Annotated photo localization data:
##########

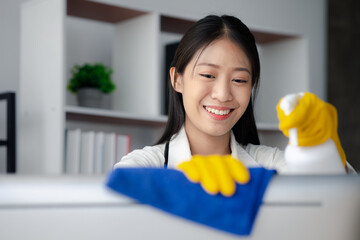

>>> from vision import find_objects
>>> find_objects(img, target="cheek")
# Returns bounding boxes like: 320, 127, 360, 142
183, 80, 211, 102
235, 87, 252, 107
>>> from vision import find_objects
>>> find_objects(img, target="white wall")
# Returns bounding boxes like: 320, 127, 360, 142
65, 16, 114, 106
255, 38, 309, 124
112, 13, 161, 115
0, 0, 24, 92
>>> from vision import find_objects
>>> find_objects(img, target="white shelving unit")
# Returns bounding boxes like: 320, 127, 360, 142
18, 0, 321, 174
19, 0, 66, 174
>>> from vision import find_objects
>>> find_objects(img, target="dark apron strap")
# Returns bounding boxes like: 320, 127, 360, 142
164, 141, 169, 169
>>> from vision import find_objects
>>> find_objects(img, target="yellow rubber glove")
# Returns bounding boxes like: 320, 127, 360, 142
276, 92, 346, 167
176, 155, 250, 197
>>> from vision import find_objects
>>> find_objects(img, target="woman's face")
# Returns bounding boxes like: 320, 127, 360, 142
172, 38, 252, 139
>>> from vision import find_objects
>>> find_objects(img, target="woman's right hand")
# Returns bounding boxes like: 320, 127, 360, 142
176, 155, 250, 197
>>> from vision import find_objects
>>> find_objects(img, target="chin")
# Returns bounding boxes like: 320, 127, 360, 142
205, 125, 232, 137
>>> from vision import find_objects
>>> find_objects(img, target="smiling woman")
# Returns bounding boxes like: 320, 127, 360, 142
114, 15, 286, 173
170, 38, 253, 155
159, 15, 260, 148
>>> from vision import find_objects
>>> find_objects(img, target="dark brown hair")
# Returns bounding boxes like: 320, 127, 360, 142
157, 15, 260, 145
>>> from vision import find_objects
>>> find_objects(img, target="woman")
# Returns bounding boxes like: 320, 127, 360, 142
114, 15, 286, 172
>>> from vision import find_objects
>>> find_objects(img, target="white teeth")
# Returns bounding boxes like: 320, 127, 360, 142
205, 107, 231, 115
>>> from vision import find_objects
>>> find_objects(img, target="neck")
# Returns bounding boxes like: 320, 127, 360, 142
184, 124, 231, 156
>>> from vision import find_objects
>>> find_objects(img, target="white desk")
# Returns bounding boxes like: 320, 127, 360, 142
0, 175, 359, 240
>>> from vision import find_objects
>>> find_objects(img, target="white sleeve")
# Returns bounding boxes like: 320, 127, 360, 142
245, 144, 287, 173
113, 145, 165, 168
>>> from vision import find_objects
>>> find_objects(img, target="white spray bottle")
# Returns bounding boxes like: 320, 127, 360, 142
279, 92, 346, 175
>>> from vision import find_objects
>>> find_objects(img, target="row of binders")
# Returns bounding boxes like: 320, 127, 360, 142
64, 129, 131, 175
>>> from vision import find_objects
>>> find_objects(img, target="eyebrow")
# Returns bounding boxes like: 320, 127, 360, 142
196, 62, 251, 74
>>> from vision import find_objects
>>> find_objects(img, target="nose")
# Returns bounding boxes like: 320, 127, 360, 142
211, 78, 233, 102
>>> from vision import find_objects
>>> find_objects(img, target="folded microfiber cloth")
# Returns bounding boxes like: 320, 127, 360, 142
106, 167, 276, 236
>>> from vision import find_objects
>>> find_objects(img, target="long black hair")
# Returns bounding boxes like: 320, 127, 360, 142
157, 15, 260, 145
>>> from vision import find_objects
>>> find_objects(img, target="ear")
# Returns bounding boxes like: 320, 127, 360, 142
170, 67, 183, 93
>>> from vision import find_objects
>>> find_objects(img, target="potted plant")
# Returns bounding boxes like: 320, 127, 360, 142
67, 63, 116, 108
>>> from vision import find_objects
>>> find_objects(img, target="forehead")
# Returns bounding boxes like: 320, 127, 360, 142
190, 38, 251, 69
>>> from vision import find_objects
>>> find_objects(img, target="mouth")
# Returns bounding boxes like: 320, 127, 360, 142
204, 106, 234, 118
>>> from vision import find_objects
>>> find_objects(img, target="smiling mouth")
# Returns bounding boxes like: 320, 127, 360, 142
204, 106, 234, 116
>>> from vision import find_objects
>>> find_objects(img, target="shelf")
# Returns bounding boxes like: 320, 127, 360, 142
160, 15, 195, 34
67, 0, 147, 23
65, 106, 168, 127
251, 30, 296, 44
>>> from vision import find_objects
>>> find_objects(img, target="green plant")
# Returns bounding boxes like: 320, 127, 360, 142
67, 63, 116, 94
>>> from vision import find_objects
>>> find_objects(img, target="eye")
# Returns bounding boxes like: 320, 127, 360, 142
232, 79, 248, 84
200, 74, 215, 79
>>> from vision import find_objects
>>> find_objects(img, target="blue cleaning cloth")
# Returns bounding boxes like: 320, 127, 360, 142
106, 167, 276, 236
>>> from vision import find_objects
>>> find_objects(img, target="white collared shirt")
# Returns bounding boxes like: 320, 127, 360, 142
114, 126, 287, 173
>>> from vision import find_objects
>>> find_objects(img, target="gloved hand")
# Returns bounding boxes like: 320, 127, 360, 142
276, 92, 346, 167
176, 155, 250, 197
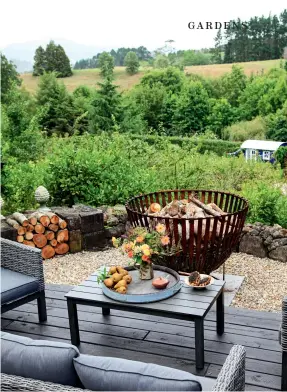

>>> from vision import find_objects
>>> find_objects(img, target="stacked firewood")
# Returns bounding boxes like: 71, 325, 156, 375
6, 212, 69, 259
145, 197, 231, 241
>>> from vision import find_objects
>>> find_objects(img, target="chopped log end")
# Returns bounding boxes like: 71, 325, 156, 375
29, 216, 37, 226
23, 240, 35, 247
42, 245, 55, 259
26, 224, 35, 232
48, 224, 59, 232
45, 231, 55, 240
49, 239, 58, 247
25, 232, 34, 240
57, 229, 69, 243
17, 235, 24, 243
40, 215, 50, 227
51, 215, 59, 225
33, 233, 47, 248
12, 212, 29, 227
17, 226, 26, 235
55, 243, 69, 255
34, 223, 45, 234
59, 219, 67, 229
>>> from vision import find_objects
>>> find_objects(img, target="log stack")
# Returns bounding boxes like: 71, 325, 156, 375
6, 212, 69, 259
145, 197, 231, 241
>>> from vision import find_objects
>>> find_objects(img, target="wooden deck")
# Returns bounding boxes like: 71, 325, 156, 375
1, 284, 282, 391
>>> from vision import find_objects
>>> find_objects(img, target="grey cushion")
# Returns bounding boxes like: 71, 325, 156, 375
1, 332, 80, 387
1, 267, 39, 304
74, 354, 202, 391
197, 376, 216, 391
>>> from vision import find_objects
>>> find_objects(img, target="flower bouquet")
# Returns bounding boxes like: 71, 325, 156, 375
112, 224, 181, 280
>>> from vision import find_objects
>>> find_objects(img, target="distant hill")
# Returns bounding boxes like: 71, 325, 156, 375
2, 39, 115, 71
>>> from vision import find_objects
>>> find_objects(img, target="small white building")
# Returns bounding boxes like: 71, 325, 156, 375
240, 140, 287, 162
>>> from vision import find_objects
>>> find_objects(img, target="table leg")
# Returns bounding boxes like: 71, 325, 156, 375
195, 318, 204, 370
216, 290, 224, 335
102, 307, 110, 316
67, 299, 80, 346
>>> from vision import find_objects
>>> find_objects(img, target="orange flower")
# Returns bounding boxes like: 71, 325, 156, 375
127, 251, 134, 258
136, 236, 144, 243
156, 223, 166, 234
124, 242, 133, 251
161, 235, 170, 246
142, 255, 151, 263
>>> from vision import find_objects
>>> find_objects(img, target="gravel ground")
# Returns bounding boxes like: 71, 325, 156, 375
44, 250, 286, 312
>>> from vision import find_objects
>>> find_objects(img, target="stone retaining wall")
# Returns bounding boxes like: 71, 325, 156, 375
239, 222, 287, 262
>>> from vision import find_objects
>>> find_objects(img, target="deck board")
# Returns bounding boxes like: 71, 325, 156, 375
1, 283, 282, 391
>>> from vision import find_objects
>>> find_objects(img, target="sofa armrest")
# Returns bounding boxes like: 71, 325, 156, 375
212, 345, 246, 392
0, 238, 44, 291
1, 373, 92, 392
282, 296, 287, 351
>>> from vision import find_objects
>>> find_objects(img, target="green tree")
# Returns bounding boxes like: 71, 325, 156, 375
89, 79, 122, 132
98, 52, 114, 79
33, 41, 72, 78
154, 55, 169, 69
172, 81, 210, 135
124, 51, 140, 75
36, 73, 76, 135
33, 46, 46, 76
1, 54, 21, 103
207, 98, 235, 138
219, 65, 247, 107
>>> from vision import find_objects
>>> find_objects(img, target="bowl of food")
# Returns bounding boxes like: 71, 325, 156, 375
184, 271, 214, 289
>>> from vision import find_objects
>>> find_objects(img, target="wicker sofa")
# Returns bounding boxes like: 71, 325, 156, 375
1, 331, 246, 391
1, 238, 47, 322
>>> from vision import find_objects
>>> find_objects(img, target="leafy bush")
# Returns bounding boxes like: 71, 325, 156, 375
3, 134, 284, 230
242, 182, 287, 226
222, 117, 267, 141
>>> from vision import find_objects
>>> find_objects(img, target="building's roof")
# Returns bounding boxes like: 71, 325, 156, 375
240, 140, 286, 151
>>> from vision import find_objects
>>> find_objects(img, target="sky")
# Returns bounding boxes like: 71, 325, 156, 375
1, 0, 286, 51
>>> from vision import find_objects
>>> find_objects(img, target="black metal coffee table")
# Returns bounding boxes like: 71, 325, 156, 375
65, 273, 225, 369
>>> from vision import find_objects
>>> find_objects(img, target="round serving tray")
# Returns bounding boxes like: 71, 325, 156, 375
101, 265, 182, 303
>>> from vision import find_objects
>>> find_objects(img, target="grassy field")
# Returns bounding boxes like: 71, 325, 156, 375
21, 59, 281, 94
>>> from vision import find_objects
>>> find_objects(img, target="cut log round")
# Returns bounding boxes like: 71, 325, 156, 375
49, 239, 58, 247
34, 223, 45, 234
26, 224, 35, 232
48, 224, 59, 232
23, 240, 35, 247
17, 235, 24, 243
46, 212, 59, 225
33, 212, 50, 227
6, 218, 20, 229
57, 229, 69, 243
25, 232, 34, 240
45, 231, 55, 240
55, 243, 69, 255
59, 218, 67, 229
17, 226, 26, 235
28, 215, 38, 226
33, 233, 47, 248
12, 212, 29, 227
42, 245, 55, 259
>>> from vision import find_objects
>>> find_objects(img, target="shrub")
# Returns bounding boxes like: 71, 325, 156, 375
242, 182, 287, 227
124, 51, 140, 75
222, 117, 267, 141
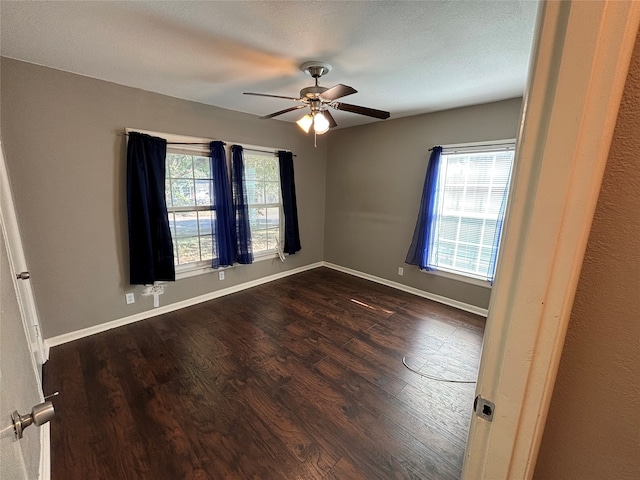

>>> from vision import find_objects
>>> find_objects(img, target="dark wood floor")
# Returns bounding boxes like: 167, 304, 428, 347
43, 267, 484, 479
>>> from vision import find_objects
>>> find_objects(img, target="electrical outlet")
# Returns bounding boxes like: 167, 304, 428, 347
125, 293, 135, 304
398, 267, 404, 276
219, 271, 225, 281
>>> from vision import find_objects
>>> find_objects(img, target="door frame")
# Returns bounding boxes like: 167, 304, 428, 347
463, 1, 640, 478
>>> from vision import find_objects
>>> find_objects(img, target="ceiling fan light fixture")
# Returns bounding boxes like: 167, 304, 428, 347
296, 114, 313, 133
313, 112, 330, 134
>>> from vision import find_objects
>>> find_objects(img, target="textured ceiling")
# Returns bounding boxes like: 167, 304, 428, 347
0, 1, 538, 128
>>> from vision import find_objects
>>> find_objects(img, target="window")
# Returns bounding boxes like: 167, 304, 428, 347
244, 150, 283, 256
430, 144, 514, 280
127, 128, 287, 274
165, 148, 215, 268
165, 146, 283, 268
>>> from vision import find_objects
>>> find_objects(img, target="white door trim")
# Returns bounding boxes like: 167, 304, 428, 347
462, 1, 640, 478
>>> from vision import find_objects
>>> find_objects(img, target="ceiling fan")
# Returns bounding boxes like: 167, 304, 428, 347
244, 61, 390, 135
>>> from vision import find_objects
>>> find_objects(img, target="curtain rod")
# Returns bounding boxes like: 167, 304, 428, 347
120, 133, 295, 155
242, 147, 296, 157
120, 133, 224, 146
429, 140, 516, 151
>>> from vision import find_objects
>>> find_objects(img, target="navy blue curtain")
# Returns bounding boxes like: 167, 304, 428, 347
231, 145, 253, 264
278, 150, 301, 255
126, 132, 175, 284
210, 141, 235, 268
405, 146, 442, 270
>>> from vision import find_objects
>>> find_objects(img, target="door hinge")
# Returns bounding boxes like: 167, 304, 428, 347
474, 395, 495, 422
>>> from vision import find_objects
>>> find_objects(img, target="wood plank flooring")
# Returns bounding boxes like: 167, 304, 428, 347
43, 267, 484, 479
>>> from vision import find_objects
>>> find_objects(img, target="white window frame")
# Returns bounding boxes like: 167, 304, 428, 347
424, 139, 516, 286
165, 144, 215, 274
125, 128, 285, 279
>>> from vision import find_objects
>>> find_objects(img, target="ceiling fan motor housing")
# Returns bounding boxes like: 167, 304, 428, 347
300, 85, 329, 99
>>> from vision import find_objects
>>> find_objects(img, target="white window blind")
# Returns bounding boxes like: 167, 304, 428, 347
431, 143, 514, 279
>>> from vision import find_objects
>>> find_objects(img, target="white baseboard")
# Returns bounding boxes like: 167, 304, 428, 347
45, 260, 486, 349
44, 262, 323, 348
322, 262, 489, 317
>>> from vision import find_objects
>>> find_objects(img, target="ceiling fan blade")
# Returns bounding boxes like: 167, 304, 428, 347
333, 102, 390, 119
324, 110, 338, 128
244, 92, 302, 101
320, 84, 357, 101
259, 105, 307, 119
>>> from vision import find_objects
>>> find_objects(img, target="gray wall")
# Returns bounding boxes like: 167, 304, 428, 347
1, 57, 522, 339
534, 29, 640, 480
324, 98, 523, 309
0, 58, 326, 338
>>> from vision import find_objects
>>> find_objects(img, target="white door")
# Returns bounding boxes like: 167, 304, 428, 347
0, 140, 48, 479
0, 141, 47, 374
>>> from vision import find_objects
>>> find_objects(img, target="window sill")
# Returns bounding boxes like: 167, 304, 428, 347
421, 267, 492, 288
174, 252, 282, 280
253, 251, 282, 263
175, 263, 233, 280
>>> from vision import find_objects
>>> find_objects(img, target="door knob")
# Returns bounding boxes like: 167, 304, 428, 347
15, 271, 30, 280
11, 400, 55, 440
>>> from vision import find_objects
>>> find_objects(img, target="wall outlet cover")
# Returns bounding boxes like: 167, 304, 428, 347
398, 267, 404, 276
219, 271, 225, 281
125, 293, 135, 304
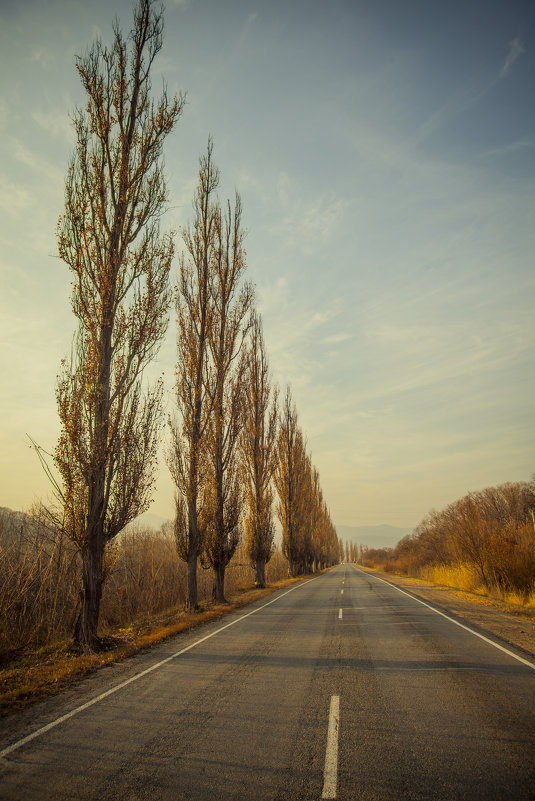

##########

Would you copy out each line of the records above where the word "outlet" occurs?

>>> find_objects(img, target="electrical outlet")
>>> find_objects(img, target="wall outlet cover")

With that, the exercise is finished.